Contour labeling entries:
____

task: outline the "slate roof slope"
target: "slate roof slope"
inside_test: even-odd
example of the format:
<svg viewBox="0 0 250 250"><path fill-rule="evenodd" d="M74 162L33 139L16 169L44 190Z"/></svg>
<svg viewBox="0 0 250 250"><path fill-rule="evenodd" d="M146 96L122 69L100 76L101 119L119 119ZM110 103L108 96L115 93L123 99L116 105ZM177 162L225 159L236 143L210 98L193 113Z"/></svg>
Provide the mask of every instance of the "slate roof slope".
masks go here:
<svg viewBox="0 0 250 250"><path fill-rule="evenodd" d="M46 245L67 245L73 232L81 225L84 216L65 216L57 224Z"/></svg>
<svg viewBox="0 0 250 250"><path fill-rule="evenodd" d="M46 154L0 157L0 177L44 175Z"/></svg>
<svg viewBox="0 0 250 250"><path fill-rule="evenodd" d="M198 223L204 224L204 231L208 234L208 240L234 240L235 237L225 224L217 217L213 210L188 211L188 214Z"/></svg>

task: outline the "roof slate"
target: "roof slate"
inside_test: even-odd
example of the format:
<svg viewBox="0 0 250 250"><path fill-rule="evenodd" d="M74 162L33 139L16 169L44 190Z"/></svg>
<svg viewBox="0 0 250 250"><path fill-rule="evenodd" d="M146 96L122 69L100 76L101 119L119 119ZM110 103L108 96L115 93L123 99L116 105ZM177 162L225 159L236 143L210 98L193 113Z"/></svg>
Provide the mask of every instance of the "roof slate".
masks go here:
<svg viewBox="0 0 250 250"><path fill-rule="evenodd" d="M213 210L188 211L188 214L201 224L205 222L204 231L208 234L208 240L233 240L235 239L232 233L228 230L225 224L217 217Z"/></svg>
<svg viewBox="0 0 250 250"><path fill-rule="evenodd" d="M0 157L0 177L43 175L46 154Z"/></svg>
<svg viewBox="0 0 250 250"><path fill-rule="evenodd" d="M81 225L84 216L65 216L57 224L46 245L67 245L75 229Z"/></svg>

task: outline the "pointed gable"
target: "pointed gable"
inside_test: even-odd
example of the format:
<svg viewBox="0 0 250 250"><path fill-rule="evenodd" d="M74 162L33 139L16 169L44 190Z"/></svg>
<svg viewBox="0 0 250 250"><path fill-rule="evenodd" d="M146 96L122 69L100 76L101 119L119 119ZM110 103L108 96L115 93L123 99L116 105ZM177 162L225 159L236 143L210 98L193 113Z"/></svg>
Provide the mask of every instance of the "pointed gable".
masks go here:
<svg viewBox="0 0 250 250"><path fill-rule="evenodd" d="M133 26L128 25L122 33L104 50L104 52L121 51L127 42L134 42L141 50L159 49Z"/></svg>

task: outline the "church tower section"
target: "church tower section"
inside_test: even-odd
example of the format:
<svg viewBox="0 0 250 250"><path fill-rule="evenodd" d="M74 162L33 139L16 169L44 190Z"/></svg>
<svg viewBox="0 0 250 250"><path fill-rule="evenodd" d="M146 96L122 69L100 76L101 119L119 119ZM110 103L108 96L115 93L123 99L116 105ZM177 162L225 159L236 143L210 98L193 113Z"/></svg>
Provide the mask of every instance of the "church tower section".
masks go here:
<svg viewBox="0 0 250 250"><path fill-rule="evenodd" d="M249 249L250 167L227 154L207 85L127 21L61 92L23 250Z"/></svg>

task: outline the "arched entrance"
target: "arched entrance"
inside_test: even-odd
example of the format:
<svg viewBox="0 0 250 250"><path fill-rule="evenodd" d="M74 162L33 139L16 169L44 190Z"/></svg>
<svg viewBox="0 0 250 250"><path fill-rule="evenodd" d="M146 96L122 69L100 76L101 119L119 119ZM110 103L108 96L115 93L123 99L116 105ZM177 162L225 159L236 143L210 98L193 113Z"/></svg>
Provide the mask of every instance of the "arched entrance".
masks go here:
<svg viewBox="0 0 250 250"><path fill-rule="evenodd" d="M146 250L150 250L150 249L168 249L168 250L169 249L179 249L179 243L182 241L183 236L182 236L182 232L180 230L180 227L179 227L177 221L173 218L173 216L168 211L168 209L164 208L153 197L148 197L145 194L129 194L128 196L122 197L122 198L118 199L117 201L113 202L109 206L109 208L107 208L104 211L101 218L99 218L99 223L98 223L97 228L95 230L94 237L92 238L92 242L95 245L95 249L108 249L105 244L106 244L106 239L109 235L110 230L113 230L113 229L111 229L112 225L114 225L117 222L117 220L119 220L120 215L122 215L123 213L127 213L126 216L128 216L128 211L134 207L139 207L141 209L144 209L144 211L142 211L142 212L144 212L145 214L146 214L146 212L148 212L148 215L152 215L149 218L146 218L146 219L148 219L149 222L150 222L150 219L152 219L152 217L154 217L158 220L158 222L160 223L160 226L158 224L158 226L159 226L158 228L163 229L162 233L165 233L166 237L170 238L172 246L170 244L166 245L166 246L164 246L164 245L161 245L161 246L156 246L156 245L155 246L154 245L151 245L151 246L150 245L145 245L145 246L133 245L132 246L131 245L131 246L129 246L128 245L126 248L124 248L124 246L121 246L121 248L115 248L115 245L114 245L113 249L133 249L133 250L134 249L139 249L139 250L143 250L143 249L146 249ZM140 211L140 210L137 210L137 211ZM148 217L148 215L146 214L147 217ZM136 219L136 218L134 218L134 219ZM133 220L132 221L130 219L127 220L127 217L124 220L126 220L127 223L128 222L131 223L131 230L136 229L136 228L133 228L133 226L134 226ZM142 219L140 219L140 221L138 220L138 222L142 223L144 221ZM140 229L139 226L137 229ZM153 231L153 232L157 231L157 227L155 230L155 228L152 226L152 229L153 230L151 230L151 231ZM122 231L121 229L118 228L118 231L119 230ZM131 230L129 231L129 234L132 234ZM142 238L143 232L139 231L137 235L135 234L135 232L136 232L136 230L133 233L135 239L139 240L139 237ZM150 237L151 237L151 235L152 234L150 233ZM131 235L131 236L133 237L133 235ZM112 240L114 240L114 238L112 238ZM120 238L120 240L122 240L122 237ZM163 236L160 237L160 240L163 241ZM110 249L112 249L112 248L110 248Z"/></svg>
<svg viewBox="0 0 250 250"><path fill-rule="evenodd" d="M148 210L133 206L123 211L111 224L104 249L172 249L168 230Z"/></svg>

____

The problem. Update the listing starting at its first line and ending at the line that contains "245L67 245L73 232L81", replacing "masks go here" with "outlines go here" and leaving everything else unchanged.

Full solution.
task: outline the "slate roof slope"
target: "slate roof slope"
inside_test: even-odd
example of the format:
<svg viewBox="0 0 250 250"><path fill-rule="evenodd" d="M74 162L33 139L16 169L44 190Z"/></svg>
<svg viewBox="0 0 250 250"><path fill-rule="evenodd" d="M146 96L122 69L100 76L101 119L119 119ZM110 103L108 96L115 93L123 99L116 105ZM177 162L225 159L236 143L210 98L193 113Z"/></svg>
Provide the mask of every instance of the "slate roof slope".
outlines go here:
<svg viewBox="0 0 250 250"><path fill-rule="evenodd" d="M46 245L67 245L73 232L81 225L84 216L65 216L57 224Z"/></svg>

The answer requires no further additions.